Convert the rows below into a two-column CSV with the headers label_request and keypoints, one line per row, placing each row's text and its answer in a single quoted field with line breaks replaced by spaces. Leave the pictures out.
┄┄┄┄┄┄┄┄┄┄┄┄┄┄┄┄┄┄┄┄
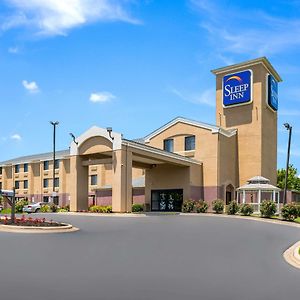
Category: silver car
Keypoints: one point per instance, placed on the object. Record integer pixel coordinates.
(34, 207)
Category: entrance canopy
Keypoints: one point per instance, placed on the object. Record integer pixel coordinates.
(256, 190)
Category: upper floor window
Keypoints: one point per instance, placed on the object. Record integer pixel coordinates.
(46, 165)
(56, 164)
(169, 145)
(94, 179)
(17, 184)
(189, 143)
(25, 184)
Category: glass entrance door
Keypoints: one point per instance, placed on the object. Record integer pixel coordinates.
(166, 200)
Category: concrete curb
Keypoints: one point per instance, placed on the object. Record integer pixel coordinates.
(31, 229)
(258, 219)
(292, 256)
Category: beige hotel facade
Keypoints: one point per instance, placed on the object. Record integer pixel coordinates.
(183, 159)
┄┄┄┄┄┄┄┄┄┄┄┄┄┄┄┄┄┄┄┄
**Written answer**
label_request,keypoints
"Category: silver car Keypoints: one point per instance, placed on the object. Record integer pixel coordinates.","(34, 207)"
"Category: entrance canopy Keypoints: one point per instance, placed on the object. Record integer pixel coordinates.","(256, 190)"
"Category: upper floor window Keypoints: one point per instance, placed on the object. Record integer pixel coordinates.","(46, 165) (56, 164) (169, 145) (94, 179) (17, 184) (189, 143) (25, 184)"
"Category: glass entrance door Keypoints: one point per instance, placed on the object. Record integer pixel coordinates.","(166, 200)"
"Category: concrete curb Keypoints: one point per instance, placed on the object. Record integer pixel coordinates.","(31, 229) (258, 219) (292, 256)"
"Category: beige hotel facade Keypoints: one point per instance, placed on the object. Record integer pixel coordinates.","(183, 159)"